Document section:
________
I lost a huge musky and I was yelling and whining about it. That's what you heard. Then I took my pole and was knocking it on my ice chest about 10 times. Didn't break though, all I use are ugly sticks.


----------



## c. j. stone (Sep 24, 2006)

Fishinaddict said:


> I lost a huge musky and I was yelling and whining about it. That's what you heard. Then I took my pole and was knocking it on my ice chest about 10 times. Didn't break though, all I use are ugly sticks.


Good thinking!(I use them too!)


----------



## FAB (May 26, 2013)

I have read all these explanations with somewhat of a humorous feel, for I know exactly what all the strange noise was about. Her name was Marsha and I quit dating her when she ripped the headliner in my Chevy Impala. Do kinda miss her though.


----------



## loweman165 (May 15, 2015)

It's a humorous topic and fun to joke about, In reality if you spend a lifetime in the woods ,especially after dark, your gonna see some strange unexplainable things. That's all I'm going to say.


----------



## STRONGPERSUADER (Nov 5, 2006)

Yep, a lot of nights running **** dogs. You hear and see all kinds of things.


----------



## louisvillefisherman (Jun 9, 2012)

Noah's Ark Animal Sanctuary near Berlin Lake will definitely get your attention, especially if you are up Mill Creek in the early morning hours. You will hear lion roars along with other intimidating sounds. I'll admit that I kept that info to myself for a while one time when I had my wife out there. She was convinced it was coming from the woods!

Having said that, Saturday morning around 9am on Berlin while I was fishing in the Walnut Creek/Fewtown area there was what sounded like a huge transformer explosion. The noise started out as the loudest "shocking" sound, much like what you would expect an electric chair to sound like. "Bzzzzzzshshshzzzshshshzzzzz" that went for about 10 seconds. Extremely loud. Then it went POP and nothing more. I was waiting for smoke to start rising over the horizon in the direction of the noise but never did see any and no sirens were heard. Very strange.


----------



## FAB (May 26, 2013)

louisvillefisherman said:


> Noah's Ark Animal Sanctuary near Berlin Lake will definitely get your attention, especially if you are up Mill Creek in the early morning hours. You will hear lion roars along with other intimidating sounds. I'll admit that I kept that info to myself for a while one time when I had my wife out there. She was convinced it was coming from the woods!
> 
> Having said that, Saturday morning around 9am on Berlin while I was fishing in the Walnut Creek/Fewtown area there was what sounded like a huge transformer explosion. The noise started out as the loudest "shocking" sound, much like what you would expect an electric chair to sound like. "Bzzzzzzshshshzzzshshshzzzzz" that went for about 10 seconds. Extremely loud. Then it went POP and nothing more. I was waiting for smoke to start rising over the horizon in the direction of the noise but never did see any and no sirens were heard. Very strange.




Have you never gotten a Graphite rod tangled in an electric fence. Even makes your ears glow.


----------



## Wow (May 17, 2010)

Please don't tell me the Frackasoarous has re-awakened! It's Apocalypse now! Armageddon has begun. Run away....far, far away.--Tim


----------



## shrimp (Oct 15, 2008)
________
Task requirements:
a) In the forum thread about strange noises outdoors, what is the name of the animal sanctuary near Berlin Lake?
b) Carry on the forum thread about strange noises outdoors from the point where it stops.
________
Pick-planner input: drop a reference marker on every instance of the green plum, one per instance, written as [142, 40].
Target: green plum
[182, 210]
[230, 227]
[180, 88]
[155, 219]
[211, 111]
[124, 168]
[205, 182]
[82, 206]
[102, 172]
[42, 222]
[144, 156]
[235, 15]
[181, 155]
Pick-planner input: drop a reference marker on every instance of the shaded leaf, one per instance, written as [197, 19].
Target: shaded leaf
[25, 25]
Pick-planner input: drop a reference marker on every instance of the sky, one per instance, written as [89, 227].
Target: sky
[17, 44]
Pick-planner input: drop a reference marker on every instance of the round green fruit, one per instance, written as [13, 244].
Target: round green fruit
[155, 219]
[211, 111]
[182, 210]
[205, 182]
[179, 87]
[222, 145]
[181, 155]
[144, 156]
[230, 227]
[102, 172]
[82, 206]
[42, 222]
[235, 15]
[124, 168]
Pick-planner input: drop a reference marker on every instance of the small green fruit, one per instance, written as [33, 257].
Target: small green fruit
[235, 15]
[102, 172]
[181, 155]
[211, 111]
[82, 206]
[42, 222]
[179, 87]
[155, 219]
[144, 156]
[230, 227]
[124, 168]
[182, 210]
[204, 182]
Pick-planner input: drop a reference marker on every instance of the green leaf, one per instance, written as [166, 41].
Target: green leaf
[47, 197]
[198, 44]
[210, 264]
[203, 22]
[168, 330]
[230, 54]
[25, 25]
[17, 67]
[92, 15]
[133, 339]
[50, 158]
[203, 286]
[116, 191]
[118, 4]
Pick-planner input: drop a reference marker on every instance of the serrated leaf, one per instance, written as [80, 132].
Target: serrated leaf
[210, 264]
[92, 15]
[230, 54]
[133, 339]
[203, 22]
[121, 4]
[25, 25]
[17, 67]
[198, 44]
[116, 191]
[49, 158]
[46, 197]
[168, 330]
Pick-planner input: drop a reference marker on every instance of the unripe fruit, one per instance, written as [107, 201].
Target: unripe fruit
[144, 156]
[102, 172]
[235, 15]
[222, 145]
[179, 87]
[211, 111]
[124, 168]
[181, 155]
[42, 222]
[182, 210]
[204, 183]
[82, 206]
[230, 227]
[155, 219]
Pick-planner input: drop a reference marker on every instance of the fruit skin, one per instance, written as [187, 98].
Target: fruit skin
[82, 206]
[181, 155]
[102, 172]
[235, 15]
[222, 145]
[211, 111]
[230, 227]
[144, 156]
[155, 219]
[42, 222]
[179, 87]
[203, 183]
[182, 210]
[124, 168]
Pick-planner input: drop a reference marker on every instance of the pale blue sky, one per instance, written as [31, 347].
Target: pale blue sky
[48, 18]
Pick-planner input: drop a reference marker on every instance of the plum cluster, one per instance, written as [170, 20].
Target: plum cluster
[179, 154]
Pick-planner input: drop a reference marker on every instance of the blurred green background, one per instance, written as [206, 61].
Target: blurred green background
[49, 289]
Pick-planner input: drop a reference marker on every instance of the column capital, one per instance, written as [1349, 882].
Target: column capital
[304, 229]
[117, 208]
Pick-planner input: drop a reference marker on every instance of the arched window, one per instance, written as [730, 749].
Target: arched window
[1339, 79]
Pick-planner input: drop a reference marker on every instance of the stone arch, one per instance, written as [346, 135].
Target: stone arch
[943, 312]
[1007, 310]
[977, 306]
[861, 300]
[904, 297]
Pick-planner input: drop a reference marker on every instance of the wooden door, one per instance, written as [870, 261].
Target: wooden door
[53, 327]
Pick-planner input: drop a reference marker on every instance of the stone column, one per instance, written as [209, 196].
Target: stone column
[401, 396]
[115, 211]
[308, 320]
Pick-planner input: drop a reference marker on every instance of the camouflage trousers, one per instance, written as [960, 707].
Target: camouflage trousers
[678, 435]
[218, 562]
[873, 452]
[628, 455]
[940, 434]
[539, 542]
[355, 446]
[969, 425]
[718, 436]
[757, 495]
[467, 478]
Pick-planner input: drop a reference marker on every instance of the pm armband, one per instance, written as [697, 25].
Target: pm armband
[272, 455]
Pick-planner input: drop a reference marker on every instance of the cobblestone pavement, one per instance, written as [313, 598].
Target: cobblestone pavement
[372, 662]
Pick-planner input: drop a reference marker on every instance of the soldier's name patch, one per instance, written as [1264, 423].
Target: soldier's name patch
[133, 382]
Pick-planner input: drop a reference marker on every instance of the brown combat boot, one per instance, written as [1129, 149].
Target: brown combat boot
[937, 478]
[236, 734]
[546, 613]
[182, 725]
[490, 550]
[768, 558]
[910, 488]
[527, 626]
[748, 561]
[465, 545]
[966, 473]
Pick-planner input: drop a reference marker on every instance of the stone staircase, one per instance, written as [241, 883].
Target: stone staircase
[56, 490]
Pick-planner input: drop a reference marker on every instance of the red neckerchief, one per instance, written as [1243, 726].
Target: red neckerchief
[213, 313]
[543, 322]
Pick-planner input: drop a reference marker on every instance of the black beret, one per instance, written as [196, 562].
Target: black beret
________
Answers to the tasks:
a) Noah's Ark Animal Sanctuary

b)
Haven't posted in a while but was made aware of this thread. Some food for thought for those who are open to this possibility and/or have experienced something unusual at WB.


----------



## Whaler (Nov 16, 2004)

Anywhere you have water you'll have all kinds of creatures big and small and you never know what some person may release into the wild also.


----------



## bubbster (Jun 2, 2013)

Tio said:


> Myself and others heard the absolutely ear shattering and out of this world sounding roar/scream on night in southern ohio, while backpacking. It was real close too.VERY CLOSE. It sounded like a freight train grinding to a halt, combined with a gigantic roar that ended in a giant troll/human sounding screaming fit. The area we were in has a history of this sort of thing. It was one of the most insane things I have ever experienced.


Where in southern Ohio ,just curious?


----------



## Tio (Sep 22, 2017)

bubbster said:


> Where in southern Ohio ,just curious?


Lake Hope area


----------



## STRONGPERSUADER (Nov 5, 2006)

shrimp said:


> Haven't posted in a while but was made aware of this thread. Some food for thought for those who are open to this possibility and/or have experienced something unusual at WB.


I use to live on fisher close to the corner of John Thomas. Never seen any big foot haha but I’ve heard some strange noises there for sure. The house was off the rd with some woods in front of it and it gets pitch black out there on some nights due to no rd lights.


----------



## chevyjay (Oct 6, 2012)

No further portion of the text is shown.